Write out again the stretch of the listing below from the line containing "We need bounding boxes for young" through the end of the listing, leaving the pictures out.

### Recorded data
--------------------------------------------------

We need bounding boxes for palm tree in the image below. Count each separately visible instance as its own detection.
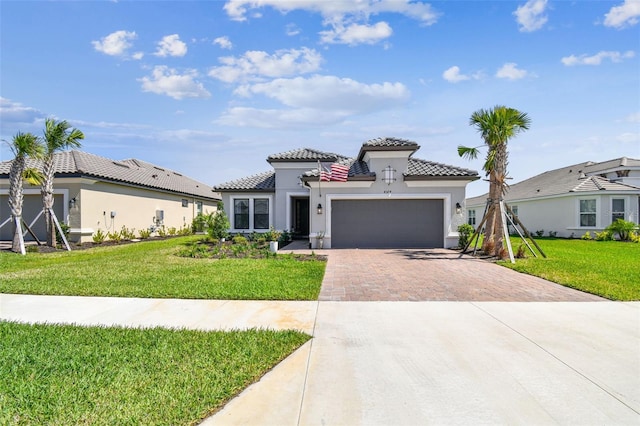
[8,132,43,254]
[458,105,531,257]
[40,118,84,247]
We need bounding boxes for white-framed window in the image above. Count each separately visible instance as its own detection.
[579,198,597,228]
[253,198,269,229]
[467,210,476,227]
[233,198,249,229]
[229,195,273,231]
[611,198,625,223]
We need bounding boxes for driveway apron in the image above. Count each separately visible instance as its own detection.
[320,249,604,302]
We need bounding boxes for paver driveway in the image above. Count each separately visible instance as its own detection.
[320,249,604,302]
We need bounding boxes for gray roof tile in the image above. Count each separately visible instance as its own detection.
[215,171,276,192]
[0,150,220,200]
[405,158,479,179]
[267,148,346,163]
[467,161,640,204]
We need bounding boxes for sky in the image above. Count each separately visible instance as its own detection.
[0,0,640,196]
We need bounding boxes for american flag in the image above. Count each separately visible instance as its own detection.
[330,163,349,182]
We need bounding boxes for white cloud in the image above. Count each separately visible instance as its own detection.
[224,0,439,45]
[561,50,635,67]
[235,75,409,113]
[224,0,438,25]
[213,36,233,49]
[496,62,530,80]
[154,34,187,58]
[91,30,138,56]
[209,47,322,83]
[604,0,640,28]
[320,22,393,46]
[218,75,409,128]
[513,0,547,32]
[138,65,211,99]
[442,65,470,83]
[624,111,640,123]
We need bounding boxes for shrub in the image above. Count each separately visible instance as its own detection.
[595,229,613,241]
[120,225,136,240]
[605,219,638,241]
[233,234,249,246]
[107,231,122,243]
[138,229,151,240]
[91,229,107,244]
[458,223,475,248]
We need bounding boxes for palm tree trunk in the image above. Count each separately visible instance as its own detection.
[40,156,56,247]
[9,156,25,253]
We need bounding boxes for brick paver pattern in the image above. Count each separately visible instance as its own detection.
[319,249,605,302]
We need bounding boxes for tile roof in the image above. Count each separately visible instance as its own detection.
[405,158,480,179]
[215,171,276,192]
[0,150,220,200]
[467,161,640,205]
[358,137,420,160]
[267,148,346,163]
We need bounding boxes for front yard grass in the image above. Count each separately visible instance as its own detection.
[0,321,309,425]
[500,238,640,301]
[0,237,326,300]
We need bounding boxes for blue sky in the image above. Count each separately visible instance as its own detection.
[0,0,640,196]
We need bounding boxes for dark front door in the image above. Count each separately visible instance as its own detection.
[292,197,309,238]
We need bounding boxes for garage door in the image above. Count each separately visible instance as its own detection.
[0,194,64,241]
[331,199,444,248]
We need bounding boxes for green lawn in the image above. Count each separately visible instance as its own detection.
[500,238,640,301]
[0,321,309,425]
[0,237,326,300]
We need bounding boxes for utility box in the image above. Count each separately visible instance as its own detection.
[156,210,164,225]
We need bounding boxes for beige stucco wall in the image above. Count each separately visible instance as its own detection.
[74,179,217,242]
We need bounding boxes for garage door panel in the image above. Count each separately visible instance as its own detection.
[331,199,444,248]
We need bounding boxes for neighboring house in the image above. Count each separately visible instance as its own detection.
[215,138,479,248]
[0,151,220,242]
[466,157,640,238]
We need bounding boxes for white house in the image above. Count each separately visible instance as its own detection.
[0,150,220,242]
[215,138,479,248]
[466,157,640,238]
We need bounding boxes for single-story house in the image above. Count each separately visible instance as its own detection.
[466,157,640,238]
[0,150,221,242]
[215,138,479,248]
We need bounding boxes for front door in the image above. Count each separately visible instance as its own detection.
[292,197,309,238]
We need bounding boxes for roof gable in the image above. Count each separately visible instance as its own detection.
[215,171,276,192]
[0,150,220,200]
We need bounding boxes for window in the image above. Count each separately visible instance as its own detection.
[580,199,596,226]
[467,210,476,227]
[233,198,249,229]
[253,198,269,229]
[611,198,624,223]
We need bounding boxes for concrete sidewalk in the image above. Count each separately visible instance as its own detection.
[211,302,640,425]
[0,294,640,425]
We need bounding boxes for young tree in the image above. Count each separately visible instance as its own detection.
[8,132,43,253]
[458,105,531,257]
[40,118,84,247]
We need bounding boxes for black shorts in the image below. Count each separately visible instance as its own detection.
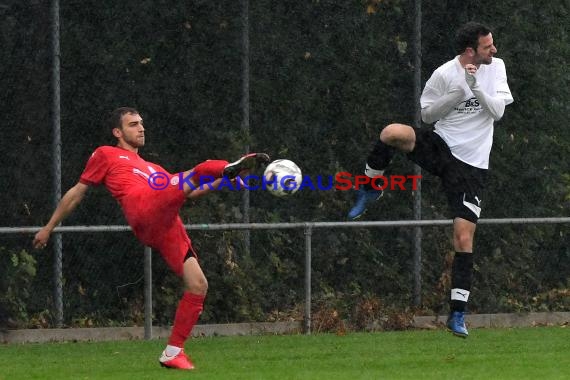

--------------------------------------------------

### Solution
We need bounding boxes for young tree in the image above. Count each separately visible instance as its own detection.
[8,132,43,253]
[458,105,531,257]
[40,118,84,247]
We need bounding boxes for black shorts in the image below. Count each separately visible instance as its own detection.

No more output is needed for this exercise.